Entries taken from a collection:
-.-.-

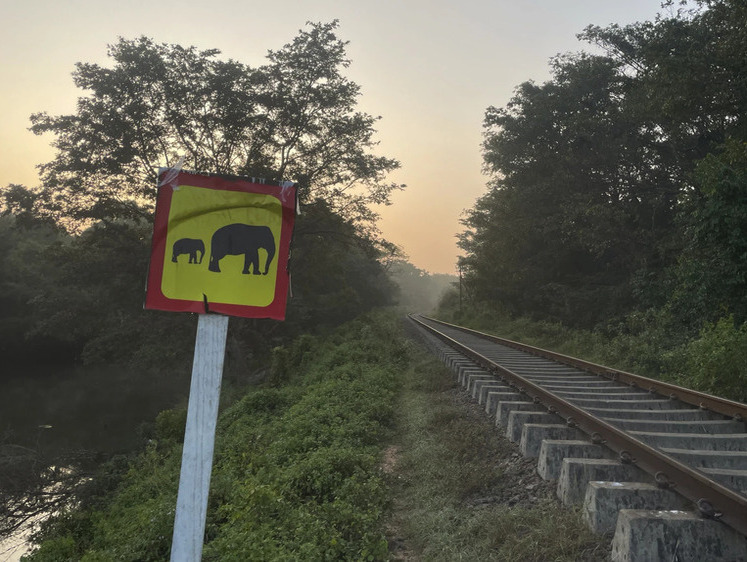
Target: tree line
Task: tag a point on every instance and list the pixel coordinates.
(618, 188)
(75, 248)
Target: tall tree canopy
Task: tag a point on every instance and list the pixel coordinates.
(294, 118)
(600, 200)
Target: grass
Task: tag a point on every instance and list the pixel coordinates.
(454, 480)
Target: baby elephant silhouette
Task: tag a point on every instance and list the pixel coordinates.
(188, 246)
(236, 239)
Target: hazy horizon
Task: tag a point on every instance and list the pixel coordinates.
(429, 69)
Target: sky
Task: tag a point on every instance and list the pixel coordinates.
(428, 68)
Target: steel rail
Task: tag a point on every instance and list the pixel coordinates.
(735, 410)
(711, 498)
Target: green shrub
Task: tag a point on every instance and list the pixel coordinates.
(295, 474)
(716, 362)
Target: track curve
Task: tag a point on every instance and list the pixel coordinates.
(679, 439)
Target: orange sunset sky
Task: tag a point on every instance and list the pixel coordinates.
(428, 68)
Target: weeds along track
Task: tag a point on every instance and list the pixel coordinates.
(662, 468)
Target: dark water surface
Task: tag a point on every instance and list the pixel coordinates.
(97, 409)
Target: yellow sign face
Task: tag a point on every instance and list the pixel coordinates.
(221, 246)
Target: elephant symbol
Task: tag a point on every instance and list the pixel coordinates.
(188, 246)
(236, 239)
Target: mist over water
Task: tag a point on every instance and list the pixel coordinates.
(94, 409)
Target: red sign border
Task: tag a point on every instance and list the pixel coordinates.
(154, 297)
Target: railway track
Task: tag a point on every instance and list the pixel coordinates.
(662, 468)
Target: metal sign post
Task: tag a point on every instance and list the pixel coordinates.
(243, 231)
(199, 438)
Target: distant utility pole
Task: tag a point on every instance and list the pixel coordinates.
(460, 288)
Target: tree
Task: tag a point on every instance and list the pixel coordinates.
(292, 118)
(594, 173)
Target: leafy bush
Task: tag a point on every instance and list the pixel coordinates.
(295, 473)
(716, 362)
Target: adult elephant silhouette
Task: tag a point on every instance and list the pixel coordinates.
(236, 239)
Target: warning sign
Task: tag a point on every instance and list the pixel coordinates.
(220, 244)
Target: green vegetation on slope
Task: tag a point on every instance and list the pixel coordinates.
(462, 492)
(714, 361)
(296, 473)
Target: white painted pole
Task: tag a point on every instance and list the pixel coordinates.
(199, 438)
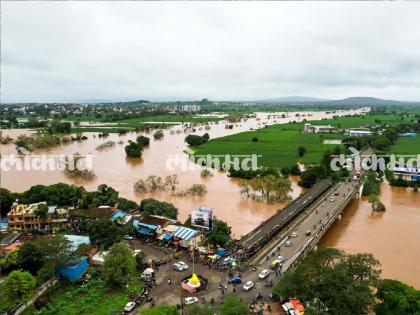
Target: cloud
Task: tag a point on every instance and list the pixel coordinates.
(73, 51)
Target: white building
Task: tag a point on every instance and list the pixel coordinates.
(359, 133)
(202, 217)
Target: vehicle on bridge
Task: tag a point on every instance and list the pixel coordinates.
(263, 274)
(235, 280)
(248, 286)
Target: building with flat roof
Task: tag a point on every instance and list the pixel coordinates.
(202, 217)
(22, 217)
(410, 174)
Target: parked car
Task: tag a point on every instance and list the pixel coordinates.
(235, 280)
(274, 264)
(263, 274)
(178, 267)
(248, 285)
(190, 300)
(184, 265)
(144, 291)
(227, 260)
(129, 306)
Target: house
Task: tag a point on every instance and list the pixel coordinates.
(410, 174)
(168, 232)
(74, 268)
(22, 217)
(187, 237)
(359, 133)
(77, 216)
(202, 217)
(76, 241)
(308, 128)
(144, 228)
(99, 258)
(151, 225)
(120, 217)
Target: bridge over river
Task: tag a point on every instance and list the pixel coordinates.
(303, 223)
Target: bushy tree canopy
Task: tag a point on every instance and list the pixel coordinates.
(154, 207)
(119, 265)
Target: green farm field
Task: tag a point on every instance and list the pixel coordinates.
(406, 146)
(278, 144)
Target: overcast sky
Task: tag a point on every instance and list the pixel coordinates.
(75, 51)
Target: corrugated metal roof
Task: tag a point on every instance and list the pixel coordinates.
(185, 233)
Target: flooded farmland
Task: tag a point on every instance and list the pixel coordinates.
(385, 235)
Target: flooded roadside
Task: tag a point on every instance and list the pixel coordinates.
(113, 168)
(393, 236)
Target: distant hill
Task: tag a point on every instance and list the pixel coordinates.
(350, 101)
(292, 99)
(369, 101)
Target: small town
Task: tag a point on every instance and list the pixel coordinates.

-.-.-

— Work task —
Line count for the string "distant": work it out from the records above and reply with the number alone.

— Task solution —
2